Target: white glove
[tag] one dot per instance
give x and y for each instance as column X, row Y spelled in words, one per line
---
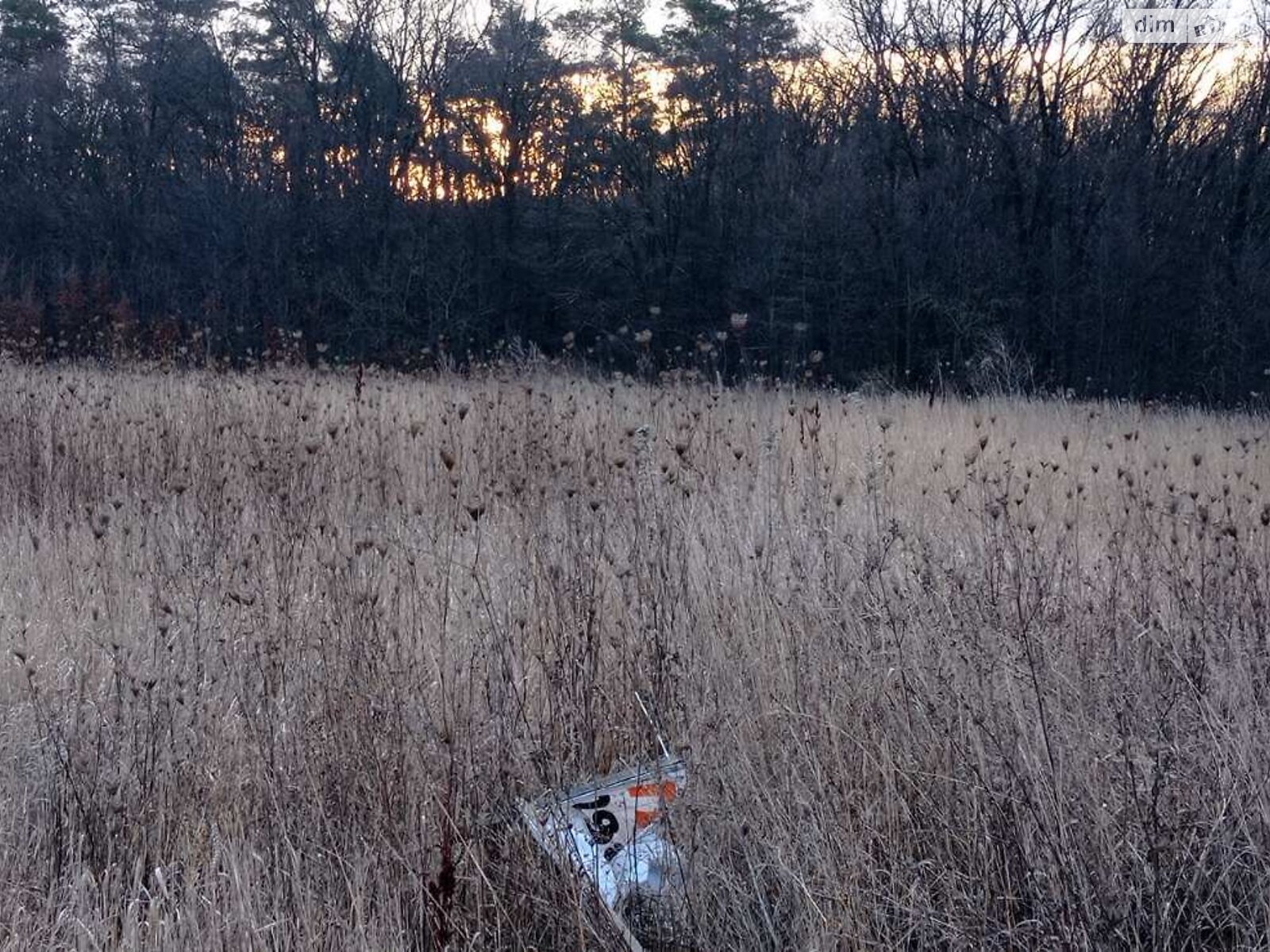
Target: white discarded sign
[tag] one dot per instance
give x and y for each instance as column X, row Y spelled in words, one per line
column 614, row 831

## [Exercise details]
Display every line above that contains the string "white", treating uppercase and lowercase letters as distinct.

## [Complete answer]
Target: white glove
Target: white discarded sign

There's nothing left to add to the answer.